--- Work to be completed ---
Please count the lines in the records below that contain the string "road", treating uppercase and lowercase letters as different, and give only the number.

--- Material for this task ---
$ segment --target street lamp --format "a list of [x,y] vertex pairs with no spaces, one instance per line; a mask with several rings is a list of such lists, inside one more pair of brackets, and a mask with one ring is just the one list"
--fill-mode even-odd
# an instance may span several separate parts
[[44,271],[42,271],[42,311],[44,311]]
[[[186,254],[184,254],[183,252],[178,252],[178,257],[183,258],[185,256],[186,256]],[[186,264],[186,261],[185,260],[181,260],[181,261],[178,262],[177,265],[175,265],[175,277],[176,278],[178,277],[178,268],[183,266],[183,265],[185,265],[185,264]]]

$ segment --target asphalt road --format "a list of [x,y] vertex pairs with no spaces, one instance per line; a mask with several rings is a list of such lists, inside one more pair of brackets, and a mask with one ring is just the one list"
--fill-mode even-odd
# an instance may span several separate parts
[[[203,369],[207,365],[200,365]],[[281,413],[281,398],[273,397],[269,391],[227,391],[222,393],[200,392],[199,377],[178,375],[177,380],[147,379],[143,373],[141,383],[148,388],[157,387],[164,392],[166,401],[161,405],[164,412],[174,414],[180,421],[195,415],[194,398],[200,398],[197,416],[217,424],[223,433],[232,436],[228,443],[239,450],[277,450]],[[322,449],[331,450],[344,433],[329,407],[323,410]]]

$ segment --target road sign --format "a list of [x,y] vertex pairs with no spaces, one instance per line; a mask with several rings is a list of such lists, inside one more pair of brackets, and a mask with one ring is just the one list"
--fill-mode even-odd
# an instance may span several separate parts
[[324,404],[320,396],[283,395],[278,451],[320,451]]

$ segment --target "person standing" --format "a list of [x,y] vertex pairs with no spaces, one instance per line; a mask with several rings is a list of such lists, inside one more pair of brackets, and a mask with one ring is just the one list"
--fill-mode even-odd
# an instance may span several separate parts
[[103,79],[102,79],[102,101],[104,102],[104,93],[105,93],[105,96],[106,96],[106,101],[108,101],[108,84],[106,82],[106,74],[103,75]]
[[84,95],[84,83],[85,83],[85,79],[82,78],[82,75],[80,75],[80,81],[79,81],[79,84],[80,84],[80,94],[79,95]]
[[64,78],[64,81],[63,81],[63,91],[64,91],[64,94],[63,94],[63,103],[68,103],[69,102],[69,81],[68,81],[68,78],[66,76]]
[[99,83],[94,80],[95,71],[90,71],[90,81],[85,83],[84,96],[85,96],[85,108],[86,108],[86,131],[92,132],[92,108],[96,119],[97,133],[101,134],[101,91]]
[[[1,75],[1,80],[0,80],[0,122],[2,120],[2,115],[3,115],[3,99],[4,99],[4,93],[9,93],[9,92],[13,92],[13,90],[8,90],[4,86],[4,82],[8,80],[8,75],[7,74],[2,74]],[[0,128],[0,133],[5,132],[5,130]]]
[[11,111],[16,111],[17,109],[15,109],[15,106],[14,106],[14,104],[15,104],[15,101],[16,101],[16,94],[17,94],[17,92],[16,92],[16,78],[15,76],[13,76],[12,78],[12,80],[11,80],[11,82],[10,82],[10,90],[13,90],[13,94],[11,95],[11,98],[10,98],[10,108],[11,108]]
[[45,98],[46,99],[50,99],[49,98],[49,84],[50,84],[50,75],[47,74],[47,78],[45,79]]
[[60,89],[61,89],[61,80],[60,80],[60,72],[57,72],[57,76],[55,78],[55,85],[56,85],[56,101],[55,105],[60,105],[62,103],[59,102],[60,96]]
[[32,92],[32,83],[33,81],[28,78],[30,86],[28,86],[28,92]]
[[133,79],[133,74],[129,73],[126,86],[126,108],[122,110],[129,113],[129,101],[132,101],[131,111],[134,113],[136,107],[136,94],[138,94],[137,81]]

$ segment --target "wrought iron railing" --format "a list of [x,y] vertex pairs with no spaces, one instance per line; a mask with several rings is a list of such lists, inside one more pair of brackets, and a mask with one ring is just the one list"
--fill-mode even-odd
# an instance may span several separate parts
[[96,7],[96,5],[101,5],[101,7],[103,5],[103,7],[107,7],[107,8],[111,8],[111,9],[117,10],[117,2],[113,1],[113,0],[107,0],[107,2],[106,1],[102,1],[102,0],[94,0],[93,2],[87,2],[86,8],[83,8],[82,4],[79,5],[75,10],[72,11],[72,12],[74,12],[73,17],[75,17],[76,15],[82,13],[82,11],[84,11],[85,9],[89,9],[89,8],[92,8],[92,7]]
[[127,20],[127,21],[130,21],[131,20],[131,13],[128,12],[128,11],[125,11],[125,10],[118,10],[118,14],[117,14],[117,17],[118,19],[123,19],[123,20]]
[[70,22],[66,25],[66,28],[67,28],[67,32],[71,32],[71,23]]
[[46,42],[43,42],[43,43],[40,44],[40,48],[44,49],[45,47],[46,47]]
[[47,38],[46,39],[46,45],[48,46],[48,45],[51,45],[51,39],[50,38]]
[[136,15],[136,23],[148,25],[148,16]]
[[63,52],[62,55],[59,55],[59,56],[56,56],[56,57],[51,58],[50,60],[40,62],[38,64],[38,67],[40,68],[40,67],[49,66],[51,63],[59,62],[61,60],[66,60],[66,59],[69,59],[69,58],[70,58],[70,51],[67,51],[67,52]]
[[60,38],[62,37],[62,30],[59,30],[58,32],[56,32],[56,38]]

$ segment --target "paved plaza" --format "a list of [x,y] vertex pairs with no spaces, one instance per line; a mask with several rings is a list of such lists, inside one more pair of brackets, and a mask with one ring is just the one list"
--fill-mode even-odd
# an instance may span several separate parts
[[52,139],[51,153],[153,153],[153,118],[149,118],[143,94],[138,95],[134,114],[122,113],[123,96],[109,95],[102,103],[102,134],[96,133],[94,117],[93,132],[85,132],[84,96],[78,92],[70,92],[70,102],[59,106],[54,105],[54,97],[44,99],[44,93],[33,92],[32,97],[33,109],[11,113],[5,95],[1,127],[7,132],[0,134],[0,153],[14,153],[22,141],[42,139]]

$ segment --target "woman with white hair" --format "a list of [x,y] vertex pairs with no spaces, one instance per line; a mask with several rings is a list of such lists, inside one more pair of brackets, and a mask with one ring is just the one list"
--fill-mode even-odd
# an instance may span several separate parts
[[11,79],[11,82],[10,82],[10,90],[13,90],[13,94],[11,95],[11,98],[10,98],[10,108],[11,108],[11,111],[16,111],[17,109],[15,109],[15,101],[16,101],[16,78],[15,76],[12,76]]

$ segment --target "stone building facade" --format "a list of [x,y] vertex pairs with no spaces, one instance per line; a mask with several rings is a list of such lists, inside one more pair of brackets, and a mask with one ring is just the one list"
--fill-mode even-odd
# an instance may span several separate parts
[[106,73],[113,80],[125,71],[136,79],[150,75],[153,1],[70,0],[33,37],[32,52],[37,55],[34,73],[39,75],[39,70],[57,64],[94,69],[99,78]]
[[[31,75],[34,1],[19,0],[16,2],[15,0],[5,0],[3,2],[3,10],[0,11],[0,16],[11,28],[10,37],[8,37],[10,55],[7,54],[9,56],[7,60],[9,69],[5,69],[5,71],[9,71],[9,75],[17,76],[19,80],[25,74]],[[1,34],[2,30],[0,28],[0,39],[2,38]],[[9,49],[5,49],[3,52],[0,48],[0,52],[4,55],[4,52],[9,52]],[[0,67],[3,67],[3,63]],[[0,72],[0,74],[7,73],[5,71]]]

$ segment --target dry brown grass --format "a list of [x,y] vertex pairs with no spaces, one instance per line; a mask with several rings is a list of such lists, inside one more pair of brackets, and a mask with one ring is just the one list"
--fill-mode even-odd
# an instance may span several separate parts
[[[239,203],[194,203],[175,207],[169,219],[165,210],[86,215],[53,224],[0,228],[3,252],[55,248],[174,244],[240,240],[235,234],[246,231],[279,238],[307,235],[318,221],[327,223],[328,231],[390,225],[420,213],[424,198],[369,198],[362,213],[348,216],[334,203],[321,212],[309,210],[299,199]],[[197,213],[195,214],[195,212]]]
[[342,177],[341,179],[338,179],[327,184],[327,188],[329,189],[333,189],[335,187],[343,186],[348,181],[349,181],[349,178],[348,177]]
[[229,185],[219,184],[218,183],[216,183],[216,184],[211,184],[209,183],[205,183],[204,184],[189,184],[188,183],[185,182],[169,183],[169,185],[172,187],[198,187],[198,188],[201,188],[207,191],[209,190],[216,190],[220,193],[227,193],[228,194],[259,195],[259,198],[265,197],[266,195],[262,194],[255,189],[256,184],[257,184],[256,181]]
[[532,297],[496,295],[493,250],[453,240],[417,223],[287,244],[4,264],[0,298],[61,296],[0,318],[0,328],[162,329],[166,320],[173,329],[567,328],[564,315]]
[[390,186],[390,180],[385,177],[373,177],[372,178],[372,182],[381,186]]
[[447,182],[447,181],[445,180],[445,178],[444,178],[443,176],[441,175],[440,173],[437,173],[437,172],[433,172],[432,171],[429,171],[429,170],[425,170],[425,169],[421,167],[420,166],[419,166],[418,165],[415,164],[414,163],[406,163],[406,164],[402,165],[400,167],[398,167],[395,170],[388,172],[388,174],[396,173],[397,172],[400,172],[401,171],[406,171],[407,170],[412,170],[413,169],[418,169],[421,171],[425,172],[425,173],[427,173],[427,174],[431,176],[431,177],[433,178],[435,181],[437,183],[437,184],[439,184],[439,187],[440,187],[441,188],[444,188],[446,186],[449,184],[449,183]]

--- Full response ---
2